[Instructions to follow]:
Can you print every line of the listing below word for word, omitting the pictures?

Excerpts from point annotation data
# # # #
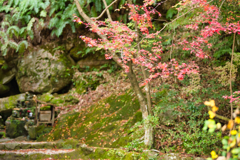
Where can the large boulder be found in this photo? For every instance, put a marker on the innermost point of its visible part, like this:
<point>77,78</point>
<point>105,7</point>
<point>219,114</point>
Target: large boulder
<point>93,60</point>
<point>41,71</point>
<point>6,75</point>
<point>15,128</point>
<point>11,102</point>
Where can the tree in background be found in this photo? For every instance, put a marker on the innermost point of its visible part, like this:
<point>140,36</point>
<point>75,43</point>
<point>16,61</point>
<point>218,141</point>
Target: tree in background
<point>136,43</point>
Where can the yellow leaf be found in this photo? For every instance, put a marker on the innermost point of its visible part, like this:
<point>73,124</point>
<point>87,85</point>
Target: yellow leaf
<point>214,109</point>
<point>233,132</point>
<point>219,125</point>
<point>210,103</point>
<point>211,114</point>
<point>214,155</point>
<point>224,127</point>
<point>230,124</point>
<point>233,143</point>
<point>237,120</point>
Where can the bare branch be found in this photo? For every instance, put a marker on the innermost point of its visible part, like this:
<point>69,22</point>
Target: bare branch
<point>108,13</point>
<point>106,9</point>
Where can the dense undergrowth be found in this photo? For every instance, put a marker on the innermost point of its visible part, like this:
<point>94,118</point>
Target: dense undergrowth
<point>108,123</point>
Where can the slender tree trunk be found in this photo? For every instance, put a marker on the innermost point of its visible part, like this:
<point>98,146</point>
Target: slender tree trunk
<point>148,137</point>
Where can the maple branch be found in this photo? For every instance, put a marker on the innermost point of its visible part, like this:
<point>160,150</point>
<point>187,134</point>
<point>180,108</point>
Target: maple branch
<point>115,57</point>
<point>231,74</point>
<point>106,9</point>
<point>171,22</point>
<point>108,13</point>
<point>82,13</point>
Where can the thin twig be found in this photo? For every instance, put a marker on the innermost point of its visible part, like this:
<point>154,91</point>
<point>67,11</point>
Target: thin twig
<point>108,13</point>
<point>231,75</point>
<point>171,22</point>
<point>105,10</point>
<point>221,5</point>
<point>167,24</point>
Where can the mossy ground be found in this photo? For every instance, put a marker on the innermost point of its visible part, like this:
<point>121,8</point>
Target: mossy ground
<point>105,124</point>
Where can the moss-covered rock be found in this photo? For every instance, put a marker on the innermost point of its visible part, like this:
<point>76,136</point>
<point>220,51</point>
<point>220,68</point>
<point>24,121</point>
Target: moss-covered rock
<point>64,99</point>
<point>11,102</point>
<point>41,71</point>
<point>37,131</point>
<point>15,128</point>
<point>105,124</point>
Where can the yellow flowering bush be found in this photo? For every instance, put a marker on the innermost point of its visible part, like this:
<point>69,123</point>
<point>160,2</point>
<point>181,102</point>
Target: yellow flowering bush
<point>231,143</point>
# # # #
[The answer]:
Where can the large boulder be found in this photo? For every instance, put a marker on the innermost point of its visible part, like this:
<point>77,78</point>
<point>105,7</point>
<point>219,114</point>
Target: large boulder
<point>93,60</point>
<point>41,71</point>
<point>6,75</point>
<point>15,128</point>
<point>11,102</point>
Where can the tree in background be found in this photo? For every instance, put a marker on the innermost point of its visible part, like this:
<point>140,36</point>
<point>75,43</point>
<point>16,61</point>
<point>218,141</point>
Target: tree in background
<point>136,43</point>
Where can the yellow leaf be found in this photo? For every instance, put a marker on the innermost point of its visible part, like this:
<point>73,124</point>
<point>87,85</point>
Target: yellow leaf
<point>214,109</point>
<point>233,132</point>
<point>219,125</point>
<point>210,103</point>
<point>211,114</point>
<point>214,155</point>
<point>224,127</point>
<point>230,124</point>
<point>233,143</point>
<point>237,120</point>
Where can the bare branch be found in this photo? For every instance, put a marker on the innermost point of its visible part, like this:
<point>69,22</point>
Target: bare branch
<point>108,13</point>
<point>106,9</point>
Where can the dense undergrowth be found in this photo? For every instance, put a marker on the innermost point of its visible part, like this:
<point>94,118</point>
Target: dense undergrowth
<point>108,123</point>
Where can the slender tree trunk be found in this photo? For every instance, put a marker on the innermost point of its visible part, like this:
<point>98,146</point>
Target: slender tree trunk
<point>148,137</point>
Where can the maple branch be found in this photo? For every instance, put a marker on the innermost point of its visible part, like this:
<point>160,150</point>
<point>187,134</point>
<point>180,108</point>
Target: maple branch
<point>115,57</point>
<point>231,74</point>
<point>106,9</point>
<point>171,22</point>
<point>108,13</point>
<point>82,13</point>
Where can the thin twig be found in this photo? For every instance, put a marker on the innermost point of its visible part, like this:
<point>154,91</point>
<point>67,11</point>
Target: thin twig
<point>108,13</point>
<point>231,75</point>
<point>171,22</point>
<point>105,10</point>
<point>221,5</point>
<point>167,24</point>
Where can the mossy ground be found in this photo? For every instance, put a marker on the innermost point of its visible part, like this:
<point>121,8</point>
Target: mossy ground
<point>105,124</point>
Where can the moss-covered rock be found in this photo? For every instance, put a marker on the innermost point of its visible part, like this:
<point>76,136</point>
<point>220,51</point>
<point>220,68</point>
<point>24,121</point>
Target: moss-covered rock
<point>64,99</point>
<point>11,102</point>
<point>41,71</point>
<point>37,131</point>
<point>15,128</point>
<point>105,124</point>
Where can the yellow flowering bush be found in this photo? For every instance, put a marker on the innermost point of its visible part, like this:
<point>69,123</point>
<point>160,2</point>
<point>181,102</point>
Target: yellow flowering bush
<point>231,143</point>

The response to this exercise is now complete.